Estratto della pagina.

* * *

Emerse un palo della luce dentro il caos di quella città e aveva sin dagli esordi mostrato le rughe della bellezza, dell’intensità dello sguardo, aveva ossigenato l’aria con la poesia di immagini che avevano consentito la nascita di due singoli strepitosi, non inclusi nell’album. Non una meteora, non un inganno, non una metafora, non un affanno, bensì la necessità di una scrittura che ponesse quelle quattro anime distanti dalla confusione dello Star System.
Matt James (il batterista, il più fantasioso di quegli anni) e Kevin Miles (il bassista, quello con il tocco più delicato) passeggiavano nel tempo con i sogni e le pinte di birra, in attesa, in frenata, senza aver paura di sprecare la prima occasione che sarebbe potuta arrivare. Una sera, a un concerto, Steve Mason, giovane di una bellezza sottile e quasi nascosta, senza la sua amata chitarra, incontrò i due in un locale: l’inizio di un delirio con le rose sul capo trovava una fisicità che di lì a poco avrebbe manifestato un talento enorme. Nacquero gli abbozzi, i tavolozzi, i respiri senza parole, senza immagini. La storia, si sa, aspetta sempre un lampo, in questo caso biondo e timido, e il suo nome era Martin Rossiter, l’angelo della pianura, quella dove i palazzi e i ponti creano immagini potenti. Nacque la band, e nacque Olympian, il primo folle freno, l’anticipo di quello che poi sarebbe stato il secondo album, meglio strutturato e prodotto, senza però il sudore sulla schiena.

* * *

Voci da una raccolta per l'etichettatura di punti:

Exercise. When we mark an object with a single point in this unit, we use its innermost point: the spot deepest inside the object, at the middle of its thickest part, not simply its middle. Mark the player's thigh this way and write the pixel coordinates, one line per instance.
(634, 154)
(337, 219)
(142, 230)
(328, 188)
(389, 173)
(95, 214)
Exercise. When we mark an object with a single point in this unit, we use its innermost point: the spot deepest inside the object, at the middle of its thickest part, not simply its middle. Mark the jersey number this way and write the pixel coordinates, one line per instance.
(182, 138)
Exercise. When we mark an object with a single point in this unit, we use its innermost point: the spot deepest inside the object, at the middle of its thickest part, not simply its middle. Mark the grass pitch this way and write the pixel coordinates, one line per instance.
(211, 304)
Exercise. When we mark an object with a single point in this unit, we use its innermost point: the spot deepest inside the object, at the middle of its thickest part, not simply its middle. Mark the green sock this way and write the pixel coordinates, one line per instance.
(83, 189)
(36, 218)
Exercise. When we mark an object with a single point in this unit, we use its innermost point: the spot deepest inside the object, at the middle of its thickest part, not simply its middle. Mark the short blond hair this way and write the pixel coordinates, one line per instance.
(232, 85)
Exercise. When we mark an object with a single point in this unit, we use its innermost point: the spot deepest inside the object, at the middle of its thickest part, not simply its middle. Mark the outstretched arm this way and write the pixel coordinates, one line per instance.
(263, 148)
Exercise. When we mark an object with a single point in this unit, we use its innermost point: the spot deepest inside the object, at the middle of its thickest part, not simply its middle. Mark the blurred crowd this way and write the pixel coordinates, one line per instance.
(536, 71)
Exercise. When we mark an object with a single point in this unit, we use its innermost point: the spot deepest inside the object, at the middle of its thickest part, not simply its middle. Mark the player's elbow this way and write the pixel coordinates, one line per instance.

* * *

Compito assegnato.
Puoi riprendere il brano sulla nascita della band di Martin Rossiter e proseguirlo dal punto in cui si ferma? Le voci non servono a svolgere il compito.

Risultato del compito.
Inquadrare le strutture di questa collezione di gocce di sudore è semplice: il pop aveva trovato un dolore giusto, la penna, non miracolata ma vera, per dettagliare lo sconforto e la solitudine cadere insieme alle lancette del Big Ben. Ma c’era tanto da fare, in quanto esisteva un mondo nel circuito Londinese che si opponeva: i Blur e i Suede dettavano legge e si doveva passare da loro per avere il lasciapassare. Ma Steve, il guerriero, il diavolo vestito di marrone chiaro, che aveva tra i denti melodie inarrivabili, cambi ritmo che, con l’immenso intuito di Matt, potevano sublimare l’arte senza tennamenti, aveva deciso di affrontare a muso duro le due band.
Tutto parte con una canzone nata ascoltando un festival, presentato da John Peel. Da quell’istante la musica, per i quattro ragazzi dalla risata facile, non sarebbe più stata un gioco.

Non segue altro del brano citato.